Problem requirements >>
In the research insight on assessing electron micrograph quality, how thick are the ultrathin sections cut in ssSEM studies?
== Text provided ==
This Research Insight covers a recent publication from the Morgan Lab. Here, we highlight the stand-out performance of a modified deep learning-based tool to assess the quality of electron micrographs in real-time.
In their recent paper published in Microscopy and Microanalysis, scientists in the lab of Joshua Morgan, PhD, assistant professor of ophthalmology at WashU Medicine, demonstrate the remarkable performance of a deep learning-based tool to streamline the evaluation of electron micrographs taken of the mouse brain. The high reliability of the Quality Evaluation Network (QEN) demonstrated here supports its adoption by the Morgan Lab to fully automate and improve the quality of electron micrographs acquired for serial section scanning electron microscopy (ssSEM) studies.
Bottlenecks in ssSEM imaging
In ssSEM studies, biological samples are cut into ultrathin sections (10-90 nm thick) and imaged by scanning electron microscopy. The resulting images generated across the depth of the tissue are then stacked together to generate high-resolution, three-dimensional reconstructions of the sample, in which the cellular architecture of the sample is visible and can be annotated. While this technique yields highly informative datasets that can be used to answer a host of biological questions, the generation of these datasets is time-consuming and laborious, as it requires reliable image acquisition and alignment across potentially thousands of sections, depending on sample volume. Tools to automate image acquisition and assess the quality of individual images without manual intervention are therefore key to maximizing the usable output of ssSEM image acquisition pipelines.
===
== Dataset records ==
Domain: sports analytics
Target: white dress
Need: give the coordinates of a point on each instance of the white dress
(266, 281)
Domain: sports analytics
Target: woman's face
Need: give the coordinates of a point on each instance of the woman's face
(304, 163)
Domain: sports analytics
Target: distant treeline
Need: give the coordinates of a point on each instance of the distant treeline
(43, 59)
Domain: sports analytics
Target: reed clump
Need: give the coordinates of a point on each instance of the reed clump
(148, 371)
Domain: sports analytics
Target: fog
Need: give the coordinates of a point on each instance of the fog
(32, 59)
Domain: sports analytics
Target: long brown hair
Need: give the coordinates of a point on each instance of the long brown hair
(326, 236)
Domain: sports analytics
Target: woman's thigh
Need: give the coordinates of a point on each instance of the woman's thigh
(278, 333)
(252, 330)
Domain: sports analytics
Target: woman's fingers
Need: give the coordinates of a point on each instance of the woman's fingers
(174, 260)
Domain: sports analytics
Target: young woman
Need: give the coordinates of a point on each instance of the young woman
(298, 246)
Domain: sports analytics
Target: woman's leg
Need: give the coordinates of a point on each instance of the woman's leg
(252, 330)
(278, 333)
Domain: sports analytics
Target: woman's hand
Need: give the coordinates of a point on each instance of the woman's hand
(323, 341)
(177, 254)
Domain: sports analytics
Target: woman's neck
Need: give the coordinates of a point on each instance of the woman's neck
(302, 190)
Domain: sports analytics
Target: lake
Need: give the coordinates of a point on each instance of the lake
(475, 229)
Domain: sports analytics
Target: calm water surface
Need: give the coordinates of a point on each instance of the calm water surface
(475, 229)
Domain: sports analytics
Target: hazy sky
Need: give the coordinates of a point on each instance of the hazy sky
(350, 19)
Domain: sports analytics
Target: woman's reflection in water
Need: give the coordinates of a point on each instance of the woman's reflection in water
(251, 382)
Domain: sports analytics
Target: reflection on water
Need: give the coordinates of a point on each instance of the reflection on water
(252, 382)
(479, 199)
===
Task result >>
10-90 nm thick